▶ **TASK GOAL**
Every entry needs to be repeated exactly, with nothing left out.
DATA EXCERPTS below:
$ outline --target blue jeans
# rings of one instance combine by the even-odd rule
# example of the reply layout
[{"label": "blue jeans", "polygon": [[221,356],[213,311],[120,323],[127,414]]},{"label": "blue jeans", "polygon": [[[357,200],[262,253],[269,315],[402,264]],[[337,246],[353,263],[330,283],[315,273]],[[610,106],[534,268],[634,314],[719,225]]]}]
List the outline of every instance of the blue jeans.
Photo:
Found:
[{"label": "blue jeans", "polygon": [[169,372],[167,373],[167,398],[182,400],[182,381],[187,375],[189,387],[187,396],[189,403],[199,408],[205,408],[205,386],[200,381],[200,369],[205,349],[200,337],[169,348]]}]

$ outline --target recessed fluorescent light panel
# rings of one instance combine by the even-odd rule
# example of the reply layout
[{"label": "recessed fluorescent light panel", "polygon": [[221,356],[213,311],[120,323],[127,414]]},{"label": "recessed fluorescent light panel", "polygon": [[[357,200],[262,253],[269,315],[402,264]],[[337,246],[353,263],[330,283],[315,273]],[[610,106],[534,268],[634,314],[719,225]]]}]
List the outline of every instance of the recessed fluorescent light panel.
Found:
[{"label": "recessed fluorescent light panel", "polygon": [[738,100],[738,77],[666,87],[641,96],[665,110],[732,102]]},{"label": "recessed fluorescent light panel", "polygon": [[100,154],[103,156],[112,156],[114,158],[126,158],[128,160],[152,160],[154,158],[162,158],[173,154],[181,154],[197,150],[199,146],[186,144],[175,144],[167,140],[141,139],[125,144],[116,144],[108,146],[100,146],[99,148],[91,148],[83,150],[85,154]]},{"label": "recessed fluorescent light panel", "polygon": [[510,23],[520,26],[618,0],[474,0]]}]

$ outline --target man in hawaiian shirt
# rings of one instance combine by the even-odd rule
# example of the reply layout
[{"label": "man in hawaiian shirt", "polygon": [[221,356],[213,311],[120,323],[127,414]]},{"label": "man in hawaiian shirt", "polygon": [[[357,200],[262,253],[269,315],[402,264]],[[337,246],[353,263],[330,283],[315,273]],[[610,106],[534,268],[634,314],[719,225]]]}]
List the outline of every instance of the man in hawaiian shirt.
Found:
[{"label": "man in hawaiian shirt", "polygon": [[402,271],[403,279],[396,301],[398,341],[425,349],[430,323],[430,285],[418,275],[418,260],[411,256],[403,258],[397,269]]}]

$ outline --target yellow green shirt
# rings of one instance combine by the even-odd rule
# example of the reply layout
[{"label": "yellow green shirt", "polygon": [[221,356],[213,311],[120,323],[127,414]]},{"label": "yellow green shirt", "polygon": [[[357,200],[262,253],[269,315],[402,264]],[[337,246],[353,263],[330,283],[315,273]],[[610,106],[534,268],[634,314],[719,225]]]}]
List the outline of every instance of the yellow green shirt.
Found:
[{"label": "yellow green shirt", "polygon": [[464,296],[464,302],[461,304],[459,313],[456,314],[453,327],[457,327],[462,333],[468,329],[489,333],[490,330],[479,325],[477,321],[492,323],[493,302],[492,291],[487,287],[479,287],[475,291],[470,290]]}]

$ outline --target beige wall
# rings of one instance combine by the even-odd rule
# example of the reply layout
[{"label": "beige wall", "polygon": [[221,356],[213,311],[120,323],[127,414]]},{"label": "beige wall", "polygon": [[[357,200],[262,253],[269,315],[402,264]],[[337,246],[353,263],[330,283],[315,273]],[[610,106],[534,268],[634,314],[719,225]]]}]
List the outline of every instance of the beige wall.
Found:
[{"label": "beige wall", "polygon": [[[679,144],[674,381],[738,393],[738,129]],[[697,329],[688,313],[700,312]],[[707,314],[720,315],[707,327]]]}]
End of DATA EXCERPTS.
▶ **SOLUTION TO THIS EXERCISE**
$ outline --target blue jeans
# rings of one instance combine by the even-odd rule
# example of the reply layout
[{"label": "blue jeans", "polygon": [[221,356],[213,311],[120,323],[127,414]]},{"label": "blue jeans", "polygon": [[[357,200],[262,253],[269,315],[402,264]],[[337,246],[353,263],[330,283],[315,273]],[[610,106],[534,268],[634,314],[719,225]]]}]
List the outline of every instance of the blue jeans.
Photo:
Found:
[{"label": "blue jeans", "polygon": [[169,372],[167,373],[167,398],[182,400],[182,381],[187,375],[189,387],[187,396],[189,403],[199,408],[205,408],[205,386],[200,381],[200,369],[205,349],[200,337],[169,348]]}]

$ outline --target recessed fluorescent light panel
# rings of one instance combine by the even-odd rule
# example of the reply layout
[{"label": "recessed fluorescent light panel", "polygon": [[221,356],[213,311],[120,323],[127,414]]},{"label": "recessed fluorescent light panel", "polygon": [[[357,200],[262,253],[269,315],[402,264]],[[337,246],[353,263],[330,283],[315,273]],[[610,106],[534,268],[634,314],[719,225]]]}]
List the outline of every instance of the recessed fluorescent light panel.
Found:
[{"label": "recessed fluorescent light panel", "polygon": [[738,100],[738,77],[666,87],[641,96],[665,110],[732,102]]},{"label": "recessed fluorescent light panel", "polygon": [[100,154],[103,156],[112,156],[114,158],[126,158],[128,160],[152,160],[154,158],[162,158],[173,154],[181,154],[197,150],[199,146],[186,144],[175,144],[167,140],[141,139],[125,144],[116,144],[108,146],[100,146],[99,148],[91,148],[83,150],[85,154]]},{"label": "recessed fluorescent light panel", "polygon": [[510,23],[520,26],[618,0],[474,0]]}]

$ outline --target man in hawaiian shirt
# rings of one instance combine by the even-odd rule
# example of the reply layout
[{"label": "man in hawaiian shirt", "polygon": [[221,356],[213,311],[120,323],[127,414]]},{"label": "man in hawaiian shirt", "polygon": [[[357,200],[262,253],[269,315],[402,264]],[[337,246],[353,263],[330,283],[315,273]],[[610,106],[534,268],[634,314],[719,225]]]}]
List the outline of every instance of the man in hawaiian shirt.
Found:
[{"label": "man in hawaiian shirt", "polygon": [[402,271],[403,279],[396,301],[398,341],[425,349],[430,323],[430,285],[418,275],[418,260],[411,256],[403,258],[397,269]]}]

$ outline --target yellow green shirt
# rings of one instance combine by the even-odd rule
# example of the reply layout
[{"label": "yellow green shirt", "polygon": [[221,356],[213,311],[120,323],[127,414]]},{"label": "yellow green shirt", "polygon": [[[357,200],[262,253],[269,315],[402,264]],[[337,246],[353,263],[330,283],[315,273]],[[610,106],[534,268],[634,314],[719,225]]]}]
List the outline of every instance of the yellow green shirt.
Found:
[{"label": "yellow green shirt", "polygon": [[464,296],[464,302],[461,304],[459,313],[456,314],[453,327],[457,327],[462,333],[468,329],[489,333],[490,330],[479,325],[477,321],[492,323],[493,302],[492,291],[487,287],[479,287],[475,291],[470,290]]}]

$ outline --target beige wall
# rings of one instance combine by the even-odd rule
# example of the reply layout
[{"label": "beige wall", "polygon": [[221,356],[213,311],[120,323],[127,414]]},{"label": "beige wall", "polygon": [[[357,200],[262,253],[269,315],[402,264]],[[337,246],[353,263],[330,283],[315,273]],[[610,106],[534,268],[634,314],[719,225]]]}]
List the outline of every instance of the beige wall.
Found:
[{"label": "beige wall", "polygon": [[[679,144],[674,381],[738,393],[738,129]],[[697,329],[688,313],[700,312]],[[707,314],[720,315],[707,327]]]}]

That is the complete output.